Please convert the rows below into a two-column CSV with the headers "request" and "answer", one line per row. Put each row's text and its answer in their own quoted fields, replacing any line breaks with spaces.

____ MATERIAL PROVIDED

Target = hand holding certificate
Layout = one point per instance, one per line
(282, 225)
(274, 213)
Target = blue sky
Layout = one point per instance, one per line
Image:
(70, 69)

________

RESPONSE ->
request,answer
"Target = hand holding certificate Layout = one point per instance, one per line","(282, 225) (274, 213)"
"Target = blue sky Layout = one point per instance, one per line Image:","(70, 69)"